Set problem: Extract the passage below on how Jokic's weight loss might affect his game, copying it in full and word for word.

Source excerpt:
But assuming Jokic clears the negative tests required for him to rejoin his team and is cleared to play for the remainder of the regular season and the playoffs, it is worth taking a look at some specific components of his game and how they might be affected by his weight loss.
The film study below is centered around three broad skill areas – scoring, defense and passing. – with a look at how Jokic’s game could be affected either negatively or positively in each by shedding so many pounds. As Jokic’s performance in the upcoming playoffs is what will be most critical, all of the plays in the videos below are from his only postseason sample so far, Denver’s two playoff series against the San Antonio Spurs and Portland Trail Blazers last year.
Scoring: How A Slimmer Jokic Might Struggle Or Thrive
The logical place to start here is with post-up plays, since it is undeniable that Jokic has made the most of his considerable size, strength and weight on a fair percentage of these possessions. All but the final play in the first video below show Jokic leveraging his bulk to gain the advantage when posting up, while using it in the last play to body Enes Kanter on a cutting drive. These are some of the plays where Jokic could potentially lose an edge by having lost weight.

Extracted entries:
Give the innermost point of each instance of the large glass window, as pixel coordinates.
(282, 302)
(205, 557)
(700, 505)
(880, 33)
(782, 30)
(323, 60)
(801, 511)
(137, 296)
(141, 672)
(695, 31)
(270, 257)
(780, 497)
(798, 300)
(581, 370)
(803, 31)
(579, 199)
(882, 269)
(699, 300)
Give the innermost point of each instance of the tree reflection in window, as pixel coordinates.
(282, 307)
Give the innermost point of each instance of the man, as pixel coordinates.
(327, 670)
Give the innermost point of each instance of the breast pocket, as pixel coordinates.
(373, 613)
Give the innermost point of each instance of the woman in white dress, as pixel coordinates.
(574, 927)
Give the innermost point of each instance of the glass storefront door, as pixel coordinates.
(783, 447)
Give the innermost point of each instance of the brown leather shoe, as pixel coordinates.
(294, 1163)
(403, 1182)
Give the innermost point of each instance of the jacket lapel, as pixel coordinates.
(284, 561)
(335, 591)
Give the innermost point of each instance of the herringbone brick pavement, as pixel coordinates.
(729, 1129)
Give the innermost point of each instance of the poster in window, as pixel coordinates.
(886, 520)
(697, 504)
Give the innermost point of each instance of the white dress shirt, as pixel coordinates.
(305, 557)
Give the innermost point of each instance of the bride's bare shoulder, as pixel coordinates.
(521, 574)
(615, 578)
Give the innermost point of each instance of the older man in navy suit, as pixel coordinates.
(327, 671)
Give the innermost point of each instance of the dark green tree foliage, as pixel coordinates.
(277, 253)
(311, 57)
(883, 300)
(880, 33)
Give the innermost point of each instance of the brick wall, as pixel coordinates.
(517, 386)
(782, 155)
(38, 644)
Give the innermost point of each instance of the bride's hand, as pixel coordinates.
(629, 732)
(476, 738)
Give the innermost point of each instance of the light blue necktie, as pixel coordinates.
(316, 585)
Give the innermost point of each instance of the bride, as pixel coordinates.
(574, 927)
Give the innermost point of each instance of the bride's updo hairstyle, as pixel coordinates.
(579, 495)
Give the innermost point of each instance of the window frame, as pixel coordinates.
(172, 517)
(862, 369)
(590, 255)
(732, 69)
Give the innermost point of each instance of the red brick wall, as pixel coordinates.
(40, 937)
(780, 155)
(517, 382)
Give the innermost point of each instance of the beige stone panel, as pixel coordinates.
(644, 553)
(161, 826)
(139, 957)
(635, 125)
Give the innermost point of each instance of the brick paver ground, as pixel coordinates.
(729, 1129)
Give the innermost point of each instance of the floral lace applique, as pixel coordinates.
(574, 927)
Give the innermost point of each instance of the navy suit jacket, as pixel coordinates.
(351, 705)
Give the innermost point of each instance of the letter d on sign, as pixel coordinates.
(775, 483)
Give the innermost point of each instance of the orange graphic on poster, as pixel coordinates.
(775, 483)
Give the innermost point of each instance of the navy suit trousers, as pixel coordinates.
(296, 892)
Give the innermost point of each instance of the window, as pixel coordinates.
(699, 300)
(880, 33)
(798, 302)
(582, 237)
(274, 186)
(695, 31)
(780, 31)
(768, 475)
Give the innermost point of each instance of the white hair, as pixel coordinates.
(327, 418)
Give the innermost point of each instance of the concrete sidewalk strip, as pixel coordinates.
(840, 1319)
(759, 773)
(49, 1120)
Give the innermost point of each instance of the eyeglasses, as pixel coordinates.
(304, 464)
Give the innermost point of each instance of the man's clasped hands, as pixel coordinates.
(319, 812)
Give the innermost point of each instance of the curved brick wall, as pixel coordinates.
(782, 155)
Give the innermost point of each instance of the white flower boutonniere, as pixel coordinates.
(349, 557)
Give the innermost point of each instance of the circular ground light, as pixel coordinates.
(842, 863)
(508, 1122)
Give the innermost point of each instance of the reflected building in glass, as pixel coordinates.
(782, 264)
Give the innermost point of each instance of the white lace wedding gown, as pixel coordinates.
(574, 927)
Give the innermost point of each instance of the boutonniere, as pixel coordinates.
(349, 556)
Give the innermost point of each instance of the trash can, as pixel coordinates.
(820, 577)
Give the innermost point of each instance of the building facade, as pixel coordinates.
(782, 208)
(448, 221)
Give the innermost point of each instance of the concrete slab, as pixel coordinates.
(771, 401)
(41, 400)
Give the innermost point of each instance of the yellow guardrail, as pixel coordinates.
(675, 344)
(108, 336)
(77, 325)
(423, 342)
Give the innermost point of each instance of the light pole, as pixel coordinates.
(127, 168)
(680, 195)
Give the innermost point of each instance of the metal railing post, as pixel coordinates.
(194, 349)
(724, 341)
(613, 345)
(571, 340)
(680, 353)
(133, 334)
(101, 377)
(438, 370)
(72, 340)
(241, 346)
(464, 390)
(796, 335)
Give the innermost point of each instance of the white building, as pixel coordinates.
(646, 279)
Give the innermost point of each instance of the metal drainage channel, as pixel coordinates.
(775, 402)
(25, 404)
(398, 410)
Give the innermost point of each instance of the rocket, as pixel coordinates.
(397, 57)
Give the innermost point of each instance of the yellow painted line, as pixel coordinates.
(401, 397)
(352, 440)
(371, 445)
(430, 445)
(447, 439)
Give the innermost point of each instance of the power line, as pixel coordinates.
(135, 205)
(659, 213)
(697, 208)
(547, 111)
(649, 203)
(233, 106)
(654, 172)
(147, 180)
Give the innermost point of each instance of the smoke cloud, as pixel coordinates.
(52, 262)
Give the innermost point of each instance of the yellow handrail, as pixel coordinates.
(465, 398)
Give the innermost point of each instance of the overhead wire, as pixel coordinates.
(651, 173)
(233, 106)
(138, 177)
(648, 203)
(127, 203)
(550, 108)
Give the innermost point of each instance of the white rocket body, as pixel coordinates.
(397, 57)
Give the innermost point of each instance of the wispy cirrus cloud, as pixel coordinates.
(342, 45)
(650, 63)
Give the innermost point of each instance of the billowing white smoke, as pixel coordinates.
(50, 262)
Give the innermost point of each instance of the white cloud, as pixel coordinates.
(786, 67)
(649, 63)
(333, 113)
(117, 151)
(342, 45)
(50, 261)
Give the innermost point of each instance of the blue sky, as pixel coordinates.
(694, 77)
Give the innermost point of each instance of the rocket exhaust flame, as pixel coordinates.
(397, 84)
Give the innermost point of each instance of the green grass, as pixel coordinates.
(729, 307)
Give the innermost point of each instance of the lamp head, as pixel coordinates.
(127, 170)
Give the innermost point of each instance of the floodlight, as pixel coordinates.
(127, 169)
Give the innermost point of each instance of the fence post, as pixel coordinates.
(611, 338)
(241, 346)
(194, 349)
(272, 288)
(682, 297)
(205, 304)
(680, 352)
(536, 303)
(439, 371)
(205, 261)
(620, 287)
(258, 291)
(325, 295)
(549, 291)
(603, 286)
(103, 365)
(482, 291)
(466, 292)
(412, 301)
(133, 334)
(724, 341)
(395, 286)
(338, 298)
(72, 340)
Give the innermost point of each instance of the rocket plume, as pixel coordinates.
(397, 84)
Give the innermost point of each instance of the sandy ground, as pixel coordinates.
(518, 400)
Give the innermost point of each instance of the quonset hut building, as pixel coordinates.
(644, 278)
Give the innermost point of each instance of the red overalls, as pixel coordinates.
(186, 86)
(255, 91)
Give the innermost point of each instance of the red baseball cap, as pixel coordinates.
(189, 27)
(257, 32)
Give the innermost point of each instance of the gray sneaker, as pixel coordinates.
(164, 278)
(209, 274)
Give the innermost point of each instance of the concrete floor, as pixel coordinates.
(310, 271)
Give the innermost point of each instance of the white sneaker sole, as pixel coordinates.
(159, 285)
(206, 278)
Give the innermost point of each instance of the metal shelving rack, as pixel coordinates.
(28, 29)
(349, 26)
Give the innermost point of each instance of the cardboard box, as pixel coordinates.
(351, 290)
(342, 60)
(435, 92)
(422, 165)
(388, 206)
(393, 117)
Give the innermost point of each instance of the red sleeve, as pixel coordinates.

Problem solution:
But assuming Jokic clears the negative tests required for him to rejoin his team and is cleared to play for the remainder of the regular season and the playoffs, it is worth taking a look at some specific components of his game and how they might be affected by his weight loss.
The film study below is centered around three broad skill areas – scoring, defense and passing. – with a look at how Jokic’s game could be affected either negatively or positively in each by shedding so many pounds. As Jokic’s performance in the upcoming playoffs is what will be most critical, all of the plays in the videos below are from his only postseason sample so far, Denver’s two playoff series against the San Antonio Spurs and Portland Trail Blazers last year.
Scoring: How A Slimmer Jokic Might Struggle Or Thrive
The logical place to start here is with post-up plays, since it is undeniable that Jokic has made the most of his considerable size, strength and weight on a fair percentage of these possessions. All but the final play in the first video below show Jokic leveraging his bulk to gain the advantage when posting up, while using it in the last play to body Enes Kanter on a cutting drive. These are some of the plays where Jokic could potentially lose an edge by having lost weight.